» Task directions
Reproduce each record exactly, but exclude every picture.

(Saved entries)

---------------

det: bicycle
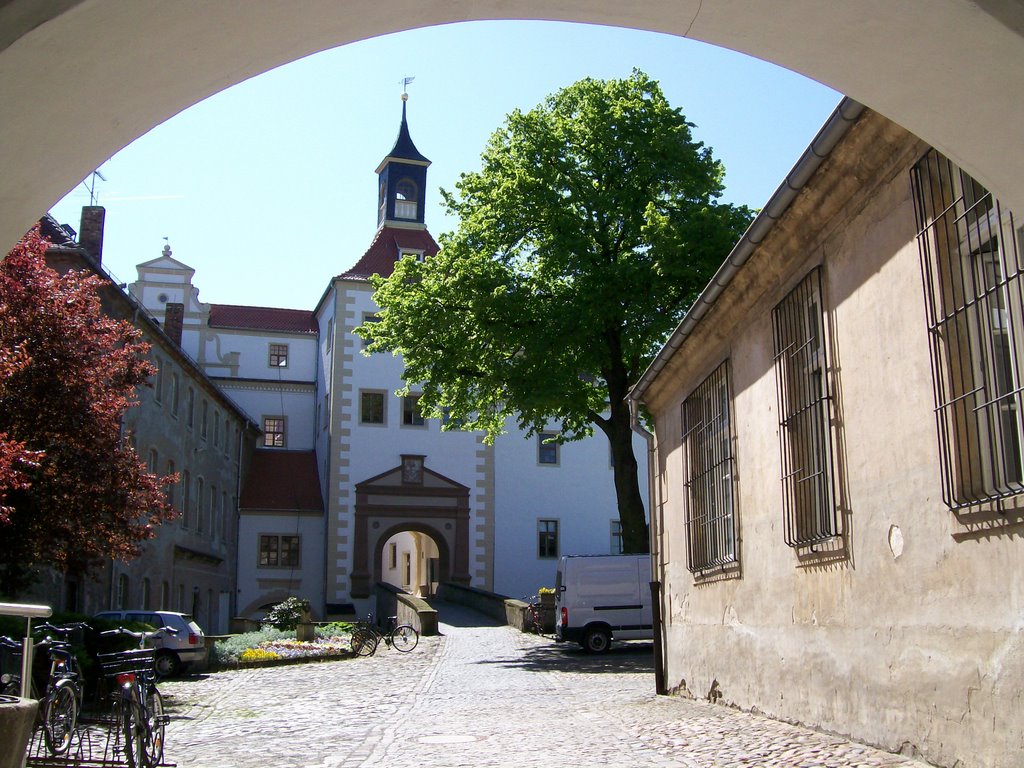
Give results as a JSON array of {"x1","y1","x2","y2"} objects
[
  {"x1": 350, "y1": 614, "x2": 419, "y2": 656},
  {"x1": 33, "y1": 621, "x2": 90, "y2": 755},
  {"x1": 98, "y1": 627, "x2": 174, "y2": 768},
  {"x1": 523, "y1": 596, "x2": 545, "y2": 634}
]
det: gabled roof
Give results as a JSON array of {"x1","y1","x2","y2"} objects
[
  {"x1": 337, "y1": 225, "x2": 440, "y2": 281},
  {"x1": 208, "y1": 303, "x2": 318, "y2": 334},
  {"x1": 239, "y1": 450, "x2": 324, "y2": 513}
]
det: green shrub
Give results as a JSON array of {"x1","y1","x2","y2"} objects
[
  {"x1": 315, "y1": 621, "x2": 354, "y2": 639},
  {"x1": 263, "y1": 597, "x2": 310, "y2": 631},
  {"x1": 210, "y1": 627, "x2": 292, "y2": 666}
]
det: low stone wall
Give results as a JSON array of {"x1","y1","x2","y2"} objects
[
  {"x1": 374, "y1": 583, "x2": 438, "y2": 636},
  {"x1": 436, "y1": 582, "x2": 511, "y2": 624}
]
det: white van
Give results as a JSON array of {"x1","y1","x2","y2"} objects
[
  {"x1": 553, "y1": 554, "x2": 653, "y2": 653},
  {"x1": 93, "y1": 610, "x2": 206, "y2": 676}
]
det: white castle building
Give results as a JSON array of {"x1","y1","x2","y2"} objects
[{"x1": 128, "y1": 100, "x2": 647, "y2": 619}]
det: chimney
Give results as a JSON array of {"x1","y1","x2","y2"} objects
[
  {"x1": 164, "y1": 303, "x2": 184, "y2": 347},
  {"x1": 78, "y1": 206, "x2": 105, "y2": 264}
]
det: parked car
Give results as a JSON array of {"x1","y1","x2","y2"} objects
[
  {"x1": 93, "y1": 610, "x2": 206, "y2": 677},
  {"x1": 553, "y1": 554, "x2": 653, "y2": 653}
]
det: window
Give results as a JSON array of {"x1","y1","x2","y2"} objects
[
  {"x1": 538, "y1": 432, "x2": 559, "y2": 465},
  {"x1": 166, "y1": 460, "x2": 176, "y2": 507},
  {"x1": 389, "y1": 542, "x2": 398, "y2": 570},
  {"x1": 182, "y1": 470, "x2": 191, "y2": 528},
  {"x1": 360, "y1": 391, "x2": 385, "y2": 424},
  {"x1": 912, "y1": 150, "x2": 1024, "y2": 508},
  {"x1": 268, "y1": 343, "x2": 289, "y2": 368},
  {"x1": 117, "y1": 574, "x2": 129, "y2": 610},
  {"x1": 610, "y1": 520, "x2": 623, "y2": 554},
  {"x1": 326, "y1": 318, "x2": 334, "y2": 352},
  {"x1": 201, "y1": 399, "x2": 208, "y2": 439},
  {"x1": 186, "y1": 388, "x2": 195, "y2": 429},
  {"x1": 538, "y1": 519, "x2": 559, "y2": 558},
  {"x1": 681, "y1": 361, "x2": 738, "y2": 572},
  {"x1": 322, "y1": 394, "x2": 329, "y2": 430},
  {"x1": 153, "y1": 359, "x2": 164, "y2": 403},
  {"x1": 196, "y1": 478, "x2": 205, "y2": 533},
  {"x1": 142, "y1": 578, "x2": 151, "y2": 611},
  {"x1": 771, "y1": 267, "x2": 840, "y2": 547},
  {"x1": 402, "y1": 394, "x2": 425, "y2": 426},
  {"x1": 361, "y1": 313, "x2": 381, "y2": 349},
  {"x1": 395, "y1": 178, "x2": 418, "y2": 219},
  {"x1": 259, "y1": 534, "x2": 300, "y2": 567},
  {"x1": 147, "y1": 448, "x2": 158, "y2": 474},
  {"x1": 403, "y1": 552, "x2": 412, "y2": 587},
  {"x1": 263, "y1": 416, "x2": 286, "y2": 448},
  {"x1": 209, "y1": 484, "x2": 217, "y2": 540},
  {"x1": 170, "y1": 373, "x2": 179, "y2": 417}
]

---------------

» Written reply
det: bicycle
Give results as a JSON array of {"x1","y1","x2","y2"} objects
[
  {"x1": 350, "y1": 614, "x2": 419, "y2": 656},
  {"x1": 33, "y1": 621, "x2": 90, "y2": 755},
  {"x1": 98, "y1": 627, "x2": 174, "y2": 768},
  {"x1": 523, "y1": 596, "x2": 545, "y2": 634}
]
det: gabled roof
Give results as a JSON array of {"x1","y1","x2","y2"} objects
[
  {"x1": 337, "y1": 225, "x2": 440, "y2": 281},
  {"x1": 208, "y1": 303, "x2": 318, "y2": 334},
  {"x1": 239, "y1": 450, "x2": 324, "y2": 513}
]
det: green shrub
Give results as a JSON array of {"x1","y1","x2","y2"} objects
[
  {"x1": 315, "y1": 621, "x2": 354, "y2": 639},
  {"x1": 263, "y1": 597, "x2": 310, "y2": 631},
  {"x1": 210, "y1": 627, "x2": 292, "y2": 666}
]
det: low stone wall
Give results as a JSON array of {"x1","y1","x2","y2"} objects
[
  {"x1": 374, "y1": 583, "x2": 438, "y2": 636},
  {"x1": 436, "y1": 582, "x2": 511, "y2": 624}
]
det: white van
Give results as a JSON array of {"x1","y1","x2","y2"} objects
[
  {"x1": 553, "y1": 554, "x2": 653, "y2": 653},
  {"x1": 93, "y1": 610, "x2": 206, "y2": 676}
]
det: white castle building
Give results as a JSON array of {"x1","y1","x2","y2"} objects
[{"x1": 128, "y1": 100, "x2": 647, "y2": 619}]
det: chimney
Give results as a JSON array of {"x1","y1","x2","y2"} objects
[
  {"x1": 164, "y1": 303, "x2": 184, "y2": 347},
  {"x1": 78, "y1": 206, "x2": 105, "y2": 264}
]
det: parked car
Give results as a JSON array of {"x1","y1","x2","y2"} objects
[
  {"x1": 93, "y1": 610, "x2": 206, "y2": 677},
  {"x1": 553, "y1": 554, "x2": 653, "y2": 653}
]
det: window
Give results as a JSON array of {"x1","y1","x2","y2"} objects
[
  {"x1": 538, "y1": 432, "x2": 559, "y2": 465},
  {"x1": 166, "y1": 460, "x2": 176, "y2": 507},
  {"x1": 389, "y1": 542, "x2": 398, "y2": 570},
  {"x1": 182, "y1": 470, "x2": 191, "y2": 528},
  {"x1": 360, "y1": 391, "x2": 385, "y2": 424},
  {"x1": 912, "y1": 150, "x2": 1024, "y2": 508},
  {"x1": 268, "y1": 343, "x2": 289, "y2": 368},
  {"x1": 117, "y1": 574, "x2": 129, "y2": 610},
  {"x1": 610, "y1": 520, "x2": 623, "y2": 554},
  {"x1": 326, "y1": 318, "x2": 334, "y2": 352},
  {"x1": 201, "y1": 399, "x2": 208, "y2": 439},
  {"x1": 186, "y1": 388, "x2": 195, "y2": 429},
  {"x1": 538, "y1": 519, "x2": 559, "y2": 558},
  {"x1": 681, "y1": 361, "x2": 738, "y2": 572},
  {"x1": 322, "y1": 394, "x2": 329, "y2": 430},
  {"x1": 153, "y1": 359, "x2": 164, "y2": 403},
  {"x1": 196, "y1": 478, "x2": 205, "y2": 533},
  {"x1": 142, "y1": 578, "x2": 151, "y2": 611},
  {"x1": 771, "y1": 267, "x2": 840, "y2": 547},
  {"x1": 402, "y1": 394, "x2": 425, "y2": 426},
  {"x1": 361, "y1": 313, "x2": 381, "y2": 349},
  {"x1": 395, "y1": 178, "x2": 418, "y2": 219},
  {"x1": 259, "y1": 534, "x2": 300, "y2": 567},
  {"x1": 147, "y1": 448, "x2": 158, "y2": 474},
  {"x1": 403, "y1": 552, "x2": 412, "y2": 587},
  {"x1": 263, "y1": 416, "x2": 286, "y2": 448},
  {"x1": 209, "y1": 484, "x2": 217, "y2": 540},
  {"x1": 170, "y1": 373, "x2": 179, "y2": 417}
]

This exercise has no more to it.